**Objective**
Begin with the line containing "shown by (1420,329)." and copy each line exactly through the last line of the entries, inclusive.

[Labeled-object pointing entries]
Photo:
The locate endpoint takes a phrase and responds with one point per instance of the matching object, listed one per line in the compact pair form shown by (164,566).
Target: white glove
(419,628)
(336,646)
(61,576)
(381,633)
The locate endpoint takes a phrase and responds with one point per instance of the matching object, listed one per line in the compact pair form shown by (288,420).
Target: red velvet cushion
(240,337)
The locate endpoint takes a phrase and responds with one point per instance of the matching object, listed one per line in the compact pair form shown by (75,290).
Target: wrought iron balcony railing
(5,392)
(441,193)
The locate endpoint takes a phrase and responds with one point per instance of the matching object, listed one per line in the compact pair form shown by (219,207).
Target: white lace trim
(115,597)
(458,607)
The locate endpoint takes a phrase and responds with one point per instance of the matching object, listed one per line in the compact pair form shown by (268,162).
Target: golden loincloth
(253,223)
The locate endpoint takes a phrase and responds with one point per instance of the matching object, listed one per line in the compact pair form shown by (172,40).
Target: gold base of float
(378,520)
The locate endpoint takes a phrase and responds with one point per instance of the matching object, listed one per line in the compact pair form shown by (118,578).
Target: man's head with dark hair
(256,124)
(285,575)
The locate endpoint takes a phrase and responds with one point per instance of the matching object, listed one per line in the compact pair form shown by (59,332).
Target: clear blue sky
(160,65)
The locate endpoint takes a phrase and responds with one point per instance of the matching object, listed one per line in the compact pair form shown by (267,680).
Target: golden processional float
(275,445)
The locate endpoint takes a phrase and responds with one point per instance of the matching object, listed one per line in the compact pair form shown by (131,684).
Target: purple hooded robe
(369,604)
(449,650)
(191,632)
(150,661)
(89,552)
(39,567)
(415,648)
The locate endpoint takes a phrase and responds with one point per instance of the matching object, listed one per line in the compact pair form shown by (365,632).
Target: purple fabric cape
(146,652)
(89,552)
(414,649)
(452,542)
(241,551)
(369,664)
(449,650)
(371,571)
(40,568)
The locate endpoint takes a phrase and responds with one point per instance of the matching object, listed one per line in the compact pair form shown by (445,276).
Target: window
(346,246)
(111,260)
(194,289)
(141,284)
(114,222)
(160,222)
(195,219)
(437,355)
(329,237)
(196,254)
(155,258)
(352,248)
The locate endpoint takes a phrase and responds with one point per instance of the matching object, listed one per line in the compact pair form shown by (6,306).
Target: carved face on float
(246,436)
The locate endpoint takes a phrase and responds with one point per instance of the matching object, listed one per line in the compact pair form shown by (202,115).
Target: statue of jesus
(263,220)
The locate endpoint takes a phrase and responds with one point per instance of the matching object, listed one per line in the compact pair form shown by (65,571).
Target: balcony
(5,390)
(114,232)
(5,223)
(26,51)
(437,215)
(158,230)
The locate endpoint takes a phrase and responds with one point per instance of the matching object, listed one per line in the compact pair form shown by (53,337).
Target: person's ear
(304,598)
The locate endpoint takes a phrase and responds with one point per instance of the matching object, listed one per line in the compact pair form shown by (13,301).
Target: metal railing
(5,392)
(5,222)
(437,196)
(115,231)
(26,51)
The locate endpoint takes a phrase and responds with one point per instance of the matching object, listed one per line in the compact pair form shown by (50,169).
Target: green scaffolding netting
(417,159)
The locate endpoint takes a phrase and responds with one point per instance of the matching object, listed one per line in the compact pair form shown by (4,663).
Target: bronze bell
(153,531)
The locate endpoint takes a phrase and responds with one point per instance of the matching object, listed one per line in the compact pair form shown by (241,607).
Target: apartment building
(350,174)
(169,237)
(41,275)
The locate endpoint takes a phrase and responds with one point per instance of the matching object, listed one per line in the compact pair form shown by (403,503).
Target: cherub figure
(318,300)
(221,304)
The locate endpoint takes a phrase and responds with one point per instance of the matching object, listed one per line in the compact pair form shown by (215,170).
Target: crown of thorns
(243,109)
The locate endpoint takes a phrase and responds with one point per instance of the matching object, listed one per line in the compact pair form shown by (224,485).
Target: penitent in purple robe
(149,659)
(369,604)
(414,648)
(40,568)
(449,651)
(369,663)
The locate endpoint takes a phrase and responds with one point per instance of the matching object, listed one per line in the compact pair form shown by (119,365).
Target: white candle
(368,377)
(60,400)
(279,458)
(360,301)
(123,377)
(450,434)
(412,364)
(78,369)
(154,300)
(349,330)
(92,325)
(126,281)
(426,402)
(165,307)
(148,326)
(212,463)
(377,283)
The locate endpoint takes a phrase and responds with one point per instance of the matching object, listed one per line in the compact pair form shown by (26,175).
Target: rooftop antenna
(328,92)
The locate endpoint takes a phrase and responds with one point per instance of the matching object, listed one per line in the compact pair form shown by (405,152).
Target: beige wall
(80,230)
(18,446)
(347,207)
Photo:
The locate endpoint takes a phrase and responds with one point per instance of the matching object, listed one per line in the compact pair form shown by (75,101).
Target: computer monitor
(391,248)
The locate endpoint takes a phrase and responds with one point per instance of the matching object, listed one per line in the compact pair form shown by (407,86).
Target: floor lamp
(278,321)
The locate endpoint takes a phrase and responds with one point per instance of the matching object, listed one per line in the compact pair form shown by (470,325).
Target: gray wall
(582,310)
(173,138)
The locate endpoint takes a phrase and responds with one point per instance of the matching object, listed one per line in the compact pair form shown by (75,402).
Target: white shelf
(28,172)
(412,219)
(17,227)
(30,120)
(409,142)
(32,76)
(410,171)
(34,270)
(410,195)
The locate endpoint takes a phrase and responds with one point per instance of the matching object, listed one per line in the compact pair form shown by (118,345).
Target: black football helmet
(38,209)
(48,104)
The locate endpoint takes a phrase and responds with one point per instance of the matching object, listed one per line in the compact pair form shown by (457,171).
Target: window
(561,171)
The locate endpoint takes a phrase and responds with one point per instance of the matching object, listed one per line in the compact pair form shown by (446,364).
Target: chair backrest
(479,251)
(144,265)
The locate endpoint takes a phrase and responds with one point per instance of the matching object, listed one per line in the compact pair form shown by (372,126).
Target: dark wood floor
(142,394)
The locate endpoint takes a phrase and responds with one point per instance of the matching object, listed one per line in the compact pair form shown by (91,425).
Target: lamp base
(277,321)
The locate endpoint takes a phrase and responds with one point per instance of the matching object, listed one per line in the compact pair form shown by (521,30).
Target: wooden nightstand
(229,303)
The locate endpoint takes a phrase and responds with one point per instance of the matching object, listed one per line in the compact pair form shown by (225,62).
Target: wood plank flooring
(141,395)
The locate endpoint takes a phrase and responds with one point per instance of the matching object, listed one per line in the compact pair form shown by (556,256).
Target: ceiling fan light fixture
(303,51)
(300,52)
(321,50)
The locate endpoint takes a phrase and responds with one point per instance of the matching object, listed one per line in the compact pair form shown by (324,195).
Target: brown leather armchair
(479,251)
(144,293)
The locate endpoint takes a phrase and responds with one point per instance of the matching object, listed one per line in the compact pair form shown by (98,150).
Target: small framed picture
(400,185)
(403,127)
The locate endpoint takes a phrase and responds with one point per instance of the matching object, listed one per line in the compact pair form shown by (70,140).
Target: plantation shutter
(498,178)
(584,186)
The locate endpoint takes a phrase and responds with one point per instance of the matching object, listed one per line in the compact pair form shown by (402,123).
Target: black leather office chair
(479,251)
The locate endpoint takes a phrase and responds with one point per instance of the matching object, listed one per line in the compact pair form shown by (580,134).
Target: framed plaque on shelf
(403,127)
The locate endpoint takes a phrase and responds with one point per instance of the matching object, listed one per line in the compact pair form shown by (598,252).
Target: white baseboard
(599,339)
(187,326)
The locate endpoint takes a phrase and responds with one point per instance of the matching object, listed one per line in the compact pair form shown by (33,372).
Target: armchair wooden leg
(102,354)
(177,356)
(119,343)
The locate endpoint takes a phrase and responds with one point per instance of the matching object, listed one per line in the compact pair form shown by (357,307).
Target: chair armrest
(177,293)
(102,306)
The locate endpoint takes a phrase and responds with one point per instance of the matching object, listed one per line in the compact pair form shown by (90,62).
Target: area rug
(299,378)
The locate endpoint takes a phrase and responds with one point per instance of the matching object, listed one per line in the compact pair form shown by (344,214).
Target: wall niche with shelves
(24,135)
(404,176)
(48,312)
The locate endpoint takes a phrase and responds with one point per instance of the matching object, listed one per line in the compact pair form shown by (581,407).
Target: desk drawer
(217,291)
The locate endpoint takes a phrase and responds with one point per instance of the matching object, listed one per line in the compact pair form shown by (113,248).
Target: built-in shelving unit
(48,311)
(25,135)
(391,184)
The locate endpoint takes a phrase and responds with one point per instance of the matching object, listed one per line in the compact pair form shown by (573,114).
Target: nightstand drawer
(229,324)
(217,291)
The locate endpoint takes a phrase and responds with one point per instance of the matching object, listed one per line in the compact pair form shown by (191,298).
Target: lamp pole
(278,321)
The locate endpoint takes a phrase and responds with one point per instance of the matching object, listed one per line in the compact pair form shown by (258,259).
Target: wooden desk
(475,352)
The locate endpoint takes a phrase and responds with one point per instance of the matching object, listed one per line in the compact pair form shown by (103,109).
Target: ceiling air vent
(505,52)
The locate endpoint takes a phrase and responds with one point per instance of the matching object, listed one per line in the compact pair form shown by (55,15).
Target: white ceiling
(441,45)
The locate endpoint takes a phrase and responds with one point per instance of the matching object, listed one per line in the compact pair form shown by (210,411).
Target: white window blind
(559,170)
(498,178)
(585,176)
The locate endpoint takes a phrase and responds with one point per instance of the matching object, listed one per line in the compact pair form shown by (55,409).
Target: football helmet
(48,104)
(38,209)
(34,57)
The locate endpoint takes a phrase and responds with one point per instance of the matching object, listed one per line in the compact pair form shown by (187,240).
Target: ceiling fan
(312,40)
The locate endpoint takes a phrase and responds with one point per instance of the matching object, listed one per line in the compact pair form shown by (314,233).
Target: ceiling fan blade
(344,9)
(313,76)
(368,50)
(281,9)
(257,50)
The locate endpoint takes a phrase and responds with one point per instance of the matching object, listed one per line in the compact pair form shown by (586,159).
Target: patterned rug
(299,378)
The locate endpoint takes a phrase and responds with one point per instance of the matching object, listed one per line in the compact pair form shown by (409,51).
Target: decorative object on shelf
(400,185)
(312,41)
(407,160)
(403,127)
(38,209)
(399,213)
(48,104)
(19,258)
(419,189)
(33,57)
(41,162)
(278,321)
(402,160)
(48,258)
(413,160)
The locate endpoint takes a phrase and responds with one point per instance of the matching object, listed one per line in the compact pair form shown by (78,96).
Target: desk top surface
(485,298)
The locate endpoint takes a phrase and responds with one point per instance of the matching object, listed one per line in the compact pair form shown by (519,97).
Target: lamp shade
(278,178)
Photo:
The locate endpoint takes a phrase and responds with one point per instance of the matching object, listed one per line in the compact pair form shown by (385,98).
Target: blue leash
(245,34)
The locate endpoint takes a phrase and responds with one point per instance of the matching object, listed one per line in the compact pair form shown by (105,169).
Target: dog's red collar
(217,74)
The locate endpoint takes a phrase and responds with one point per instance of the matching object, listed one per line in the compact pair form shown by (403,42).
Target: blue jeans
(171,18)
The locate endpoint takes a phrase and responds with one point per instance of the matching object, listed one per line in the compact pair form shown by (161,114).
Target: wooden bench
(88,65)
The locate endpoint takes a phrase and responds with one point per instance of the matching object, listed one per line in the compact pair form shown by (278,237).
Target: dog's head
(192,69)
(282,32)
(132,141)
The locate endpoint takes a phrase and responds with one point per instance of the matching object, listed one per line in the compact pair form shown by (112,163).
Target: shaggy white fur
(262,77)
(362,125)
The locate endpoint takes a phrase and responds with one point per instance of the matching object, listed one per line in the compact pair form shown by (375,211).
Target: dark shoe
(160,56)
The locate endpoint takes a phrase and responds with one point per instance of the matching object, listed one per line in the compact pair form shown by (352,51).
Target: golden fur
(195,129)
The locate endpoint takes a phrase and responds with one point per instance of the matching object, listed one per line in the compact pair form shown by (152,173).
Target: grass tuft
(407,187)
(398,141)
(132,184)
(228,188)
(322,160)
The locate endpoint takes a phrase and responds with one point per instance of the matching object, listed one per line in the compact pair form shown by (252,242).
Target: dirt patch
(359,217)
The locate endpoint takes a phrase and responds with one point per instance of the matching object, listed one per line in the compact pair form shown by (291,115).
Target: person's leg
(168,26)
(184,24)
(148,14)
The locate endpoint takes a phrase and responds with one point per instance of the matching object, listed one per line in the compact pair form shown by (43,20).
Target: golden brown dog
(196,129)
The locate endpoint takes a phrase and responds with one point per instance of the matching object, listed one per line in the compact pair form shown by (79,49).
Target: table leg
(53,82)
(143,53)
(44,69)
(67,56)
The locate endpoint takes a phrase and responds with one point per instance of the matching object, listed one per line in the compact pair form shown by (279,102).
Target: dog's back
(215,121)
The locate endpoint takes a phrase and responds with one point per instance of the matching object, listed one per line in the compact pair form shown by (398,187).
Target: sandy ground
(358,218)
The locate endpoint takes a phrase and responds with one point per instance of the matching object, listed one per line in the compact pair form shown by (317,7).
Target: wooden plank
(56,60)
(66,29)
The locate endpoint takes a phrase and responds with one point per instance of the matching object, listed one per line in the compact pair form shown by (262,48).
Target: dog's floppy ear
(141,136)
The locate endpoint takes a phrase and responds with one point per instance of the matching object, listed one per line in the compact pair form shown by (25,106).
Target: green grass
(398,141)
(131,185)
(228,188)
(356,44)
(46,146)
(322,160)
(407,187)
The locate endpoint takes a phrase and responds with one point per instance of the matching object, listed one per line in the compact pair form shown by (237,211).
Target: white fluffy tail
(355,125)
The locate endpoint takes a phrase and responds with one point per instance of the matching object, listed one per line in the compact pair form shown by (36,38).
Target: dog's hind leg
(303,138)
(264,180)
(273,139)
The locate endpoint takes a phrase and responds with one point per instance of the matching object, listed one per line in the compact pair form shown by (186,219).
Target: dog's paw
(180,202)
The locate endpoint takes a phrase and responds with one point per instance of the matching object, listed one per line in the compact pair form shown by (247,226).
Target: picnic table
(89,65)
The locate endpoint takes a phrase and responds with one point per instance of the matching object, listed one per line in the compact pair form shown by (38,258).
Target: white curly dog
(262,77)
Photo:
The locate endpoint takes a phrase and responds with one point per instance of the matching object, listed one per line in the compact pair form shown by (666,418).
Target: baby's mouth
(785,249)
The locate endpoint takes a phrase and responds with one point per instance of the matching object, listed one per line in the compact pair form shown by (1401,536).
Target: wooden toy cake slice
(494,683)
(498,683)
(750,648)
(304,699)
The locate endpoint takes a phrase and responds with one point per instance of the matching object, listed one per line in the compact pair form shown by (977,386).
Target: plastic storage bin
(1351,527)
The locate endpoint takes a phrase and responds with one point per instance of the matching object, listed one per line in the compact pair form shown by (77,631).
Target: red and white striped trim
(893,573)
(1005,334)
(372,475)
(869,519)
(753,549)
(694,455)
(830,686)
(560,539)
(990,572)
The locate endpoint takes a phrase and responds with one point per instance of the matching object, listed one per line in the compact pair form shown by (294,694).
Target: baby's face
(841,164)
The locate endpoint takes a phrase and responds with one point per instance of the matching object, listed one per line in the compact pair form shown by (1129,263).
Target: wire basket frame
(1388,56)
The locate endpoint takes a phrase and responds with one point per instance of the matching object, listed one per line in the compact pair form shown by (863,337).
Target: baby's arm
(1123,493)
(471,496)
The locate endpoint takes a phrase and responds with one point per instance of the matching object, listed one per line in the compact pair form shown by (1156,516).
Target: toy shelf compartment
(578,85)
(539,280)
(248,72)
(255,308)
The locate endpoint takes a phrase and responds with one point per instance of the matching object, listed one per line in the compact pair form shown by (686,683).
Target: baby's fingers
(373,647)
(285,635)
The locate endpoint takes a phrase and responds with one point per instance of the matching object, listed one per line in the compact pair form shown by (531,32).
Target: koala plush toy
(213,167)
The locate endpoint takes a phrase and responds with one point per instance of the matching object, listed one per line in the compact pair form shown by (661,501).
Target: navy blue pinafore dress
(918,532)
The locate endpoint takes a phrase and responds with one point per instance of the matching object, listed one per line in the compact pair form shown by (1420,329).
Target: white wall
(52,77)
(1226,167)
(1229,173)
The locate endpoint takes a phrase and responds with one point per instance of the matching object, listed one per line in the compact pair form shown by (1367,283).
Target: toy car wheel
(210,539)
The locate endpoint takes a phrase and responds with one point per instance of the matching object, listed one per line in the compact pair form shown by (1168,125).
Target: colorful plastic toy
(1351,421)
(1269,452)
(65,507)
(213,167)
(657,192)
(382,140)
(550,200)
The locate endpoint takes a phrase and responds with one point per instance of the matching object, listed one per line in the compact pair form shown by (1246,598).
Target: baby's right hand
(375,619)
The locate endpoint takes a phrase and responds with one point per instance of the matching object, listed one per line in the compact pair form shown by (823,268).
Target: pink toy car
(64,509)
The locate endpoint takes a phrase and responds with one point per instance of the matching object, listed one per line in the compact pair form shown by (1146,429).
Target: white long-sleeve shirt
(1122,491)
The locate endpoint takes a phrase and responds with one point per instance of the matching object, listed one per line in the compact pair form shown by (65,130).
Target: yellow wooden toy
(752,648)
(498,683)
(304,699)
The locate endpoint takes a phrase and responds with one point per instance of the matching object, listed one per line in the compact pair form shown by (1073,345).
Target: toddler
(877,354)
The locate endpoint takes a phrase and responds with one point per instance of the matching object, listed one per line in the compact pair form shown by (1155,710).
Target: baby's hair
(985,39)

**Worked answer**
The locate endpoint takes a phrase and responds with one point per instance of the matching object, listed one per line in the compact pair form shown by (1420,329).
Target: white wall
(52,77)
(1226,167)
(1229,173)
The locate endpoint takes a phrase and responds with one point per instance of the matching object, listed one per line in the compact pair form shown by (1367,283).
Target: toy car wheel
(210,539)
The locate endpoint takes a phrase and responds with one point per instance of the matching object, listed one per line in the compact pair form shown by (1168,125).
Target: colorful plastic toy
(1351,421)
(1269,452)
(65,507)
(213,167)
(657,192)
(382,140)
(550,200)
The locate endpoint takes a phrase and responds with one point per instance of the matching object, listed one per line in the compact pair form shown by (1246,598).
Target: baby's right hand
(375,619)
The locate endpoint takes a phrase and responds with one point per instance of the matching object, listed one per line in the compact pair form shown by (823,268).
Target: pink toy car
(64,509)
The locate endpoint takes a phrase and responds with one point per instance of the matching object, listed one per line in the compact pair form shown by (1146,429).
Target: white long-sleeve shirt
(1122,491)
The locate endpoint takes a phrase and responds with one point per instance of the matching object, listed one per line in the compact pair form shown by (65,130).
Target: yellow wooden toy
(752,648)
(498,683)
(304,699)
The locate endpoint takes a phrase and responds with one point per instance of the matching object, listed one per line in the compact pair form shown by (1073,345).
Target: toddler
(877,354)
The locate endpoint takes a phrase and responds with one point per instance of the matching object, listed one per line in the compact pair form shown by (1155,710).
Target: baby's hair
(985,39)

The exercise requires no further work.